*** Records to process

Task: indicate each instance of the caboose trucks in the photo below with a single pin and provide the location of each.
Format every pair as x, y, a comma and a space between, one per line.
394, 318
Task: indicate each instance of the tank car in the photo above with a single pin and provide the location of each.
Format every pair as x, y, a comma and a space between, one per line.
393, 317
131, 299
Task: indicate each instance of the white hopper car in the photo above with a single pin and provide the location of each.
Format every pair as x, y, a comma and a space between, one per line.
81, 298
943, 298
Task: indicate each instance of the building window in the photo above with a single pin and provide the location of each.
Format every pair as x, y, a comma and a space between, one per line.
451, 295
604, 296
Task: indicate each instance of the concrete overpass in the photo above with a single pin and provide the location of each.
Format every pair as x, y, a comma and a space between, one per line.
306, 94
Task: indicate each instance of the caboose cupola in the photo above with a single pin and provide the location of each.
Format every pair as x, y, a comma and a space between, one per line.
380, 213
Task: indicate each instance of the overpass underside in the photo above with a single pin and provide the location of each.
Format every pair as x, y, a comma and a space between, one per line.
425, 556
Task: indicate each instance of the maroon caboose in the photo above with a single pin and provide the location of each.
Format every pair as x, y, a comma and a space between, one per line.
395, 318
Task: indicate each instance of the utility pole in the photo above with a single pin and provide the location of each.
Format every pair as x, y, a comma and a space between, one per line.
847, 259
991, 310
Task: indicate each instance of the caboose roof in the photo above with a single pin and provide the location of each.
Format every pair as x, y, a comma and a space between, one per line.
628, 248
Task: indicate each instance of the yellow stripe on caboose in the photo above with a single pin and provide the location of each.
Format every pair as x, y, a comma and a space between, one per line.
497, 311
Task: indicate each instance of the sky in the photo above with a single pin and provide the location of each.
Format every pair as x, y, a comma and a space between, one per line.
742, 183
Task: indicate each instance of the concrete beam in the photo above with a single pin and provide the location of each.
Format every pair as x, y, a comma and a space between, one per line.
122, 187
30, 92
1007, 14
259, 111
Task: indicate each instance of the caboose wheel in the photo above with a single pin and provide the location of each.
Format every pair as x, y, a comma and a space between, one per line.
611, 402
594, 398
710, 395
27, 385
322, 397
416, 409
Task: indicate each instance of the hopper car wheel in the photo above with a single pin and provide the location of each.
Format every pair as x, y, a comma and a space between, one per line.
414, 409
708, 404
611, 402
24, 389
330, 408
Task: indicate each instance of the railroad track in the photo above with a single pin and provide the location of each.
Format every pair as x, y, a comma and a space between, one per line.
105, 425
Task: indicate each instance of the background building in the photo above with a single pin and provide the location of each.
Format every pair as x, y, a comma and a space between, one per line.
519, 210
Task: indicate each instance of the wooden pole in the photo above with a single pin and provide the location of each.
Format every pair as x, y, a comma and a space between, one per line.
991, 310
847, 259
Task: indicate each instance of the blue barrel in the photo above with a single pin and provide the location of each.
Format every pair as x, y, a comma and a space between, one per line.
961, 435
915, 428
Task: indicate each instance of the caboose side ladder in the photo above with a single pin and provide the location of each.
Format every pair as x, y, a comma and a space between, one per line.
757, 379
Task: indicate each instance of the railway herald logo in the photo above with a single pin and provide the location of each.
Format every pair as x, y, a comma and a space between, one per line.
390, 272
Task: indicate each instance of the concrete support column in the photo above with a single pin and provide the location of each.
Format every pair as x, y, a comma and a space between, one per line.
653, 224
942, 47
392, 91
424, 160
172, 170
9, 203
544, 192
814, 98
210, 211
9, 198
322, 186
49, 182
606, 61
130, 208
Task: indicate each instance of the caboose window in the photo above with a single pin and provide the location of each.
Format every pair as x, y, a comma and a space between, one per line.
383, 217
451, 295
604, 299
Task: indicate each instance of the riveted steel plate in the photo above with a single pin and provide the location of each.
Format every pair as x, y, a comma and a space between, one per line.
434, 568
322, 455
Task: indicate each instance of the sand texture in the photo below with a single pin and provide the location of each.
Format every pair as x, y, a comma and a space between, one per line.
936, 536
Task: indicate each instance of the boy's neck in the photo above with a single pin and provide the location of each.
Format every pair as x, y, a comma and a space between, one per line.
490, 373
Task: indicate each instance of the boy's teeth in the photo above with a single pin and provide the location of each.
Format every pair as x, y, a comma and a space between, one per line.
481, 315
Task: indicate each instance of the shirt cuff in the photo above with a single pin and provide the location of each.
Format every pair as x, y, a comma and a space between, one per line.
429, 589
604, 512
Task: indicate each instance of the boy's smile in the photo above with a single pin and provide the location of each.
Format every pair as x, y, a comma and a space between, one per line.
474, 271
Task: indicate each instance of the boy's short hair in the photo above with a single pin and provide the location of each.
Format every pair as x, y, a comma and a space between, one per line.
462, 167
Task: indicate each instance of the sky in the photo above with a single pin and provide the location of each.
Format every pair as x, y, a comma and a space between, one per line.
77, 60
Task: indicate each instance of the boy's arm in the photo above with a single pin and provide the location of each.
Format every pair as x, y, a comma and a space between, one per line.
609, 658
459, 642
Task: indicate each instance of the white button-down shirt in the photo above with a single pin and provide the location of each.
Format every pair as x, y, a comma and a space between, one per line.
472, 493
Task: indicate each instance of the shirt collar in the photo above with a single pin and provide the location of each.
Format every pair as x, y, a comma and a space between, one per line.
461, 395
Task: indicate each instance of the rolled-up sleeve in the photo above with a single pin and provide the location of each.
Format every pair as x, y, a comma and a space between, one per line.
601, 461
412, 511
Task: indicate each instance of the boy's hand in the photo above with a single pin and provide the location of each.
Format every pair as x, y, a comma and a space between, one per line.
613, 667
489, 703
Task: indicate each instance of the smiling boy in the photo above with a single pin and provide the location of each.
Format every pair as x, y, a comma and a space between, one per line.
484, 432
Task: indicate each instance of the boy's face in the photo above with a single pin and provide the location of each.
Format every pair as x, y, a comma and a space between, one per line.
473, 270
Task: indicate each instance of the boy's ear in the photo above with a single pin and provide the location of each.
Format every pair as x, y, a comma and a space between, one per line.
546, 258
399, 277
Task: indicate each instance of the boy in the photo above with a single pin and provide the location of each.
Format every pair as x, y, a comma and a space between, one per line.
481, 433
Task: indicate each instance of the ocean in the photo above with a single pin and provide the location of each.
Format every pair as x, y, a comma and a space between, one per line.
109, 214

******

What this task involves:
Exact duplication is required for the lines above, from the line that contains "Task: indicate each instance of the background" to the line that contains "Task: indicate each instance of the caboose window", inclusive; omit all others.

Task solution:
Task: indicate each instance of the background building in the photo above with a single pin and provide the location of each.
Format every pair as x, y, a comma and a space between, one per line.
519, 210
Task: indicate each instance of the wooden pole in the photo above with a single pin and provide the location of each.
Format every pair as x, y, a comma and a space between, one per line.
991, 310
847, 259
Task: indicate each instance of the blue barrel in the photo above with a single pin and provide the location of each.
Format every pair as x, y, a comma and a space between, one per line.
961, 435
915, 428
Task: indicate each instance of the caboose side ladder in the photo above with a single pin and provide the location of each.
Format every pair as x, y, a comma and a space between, one per line.
757, 379
Task: indicate each instance of the railway herald logo in the photo above with a single pin and provide the location of each.
Format every pair as x, y, a comma and a space between, one per line.
390, 272
Task: indicate each instance of the concrete support column in the photo above with a single pin and provide the location of each.
Format every pair as x, y, a comma and a space between, one per line.
653, 224
942, 47
392, 91
424, 160
172, 170
9, 203
544, 192
814, 98
210, 211
9, 198
322, 186
49, 182
606, 61
130, 208
Task: indicate each instance of the caboose window in the photo above with a single pin and provide the location of each.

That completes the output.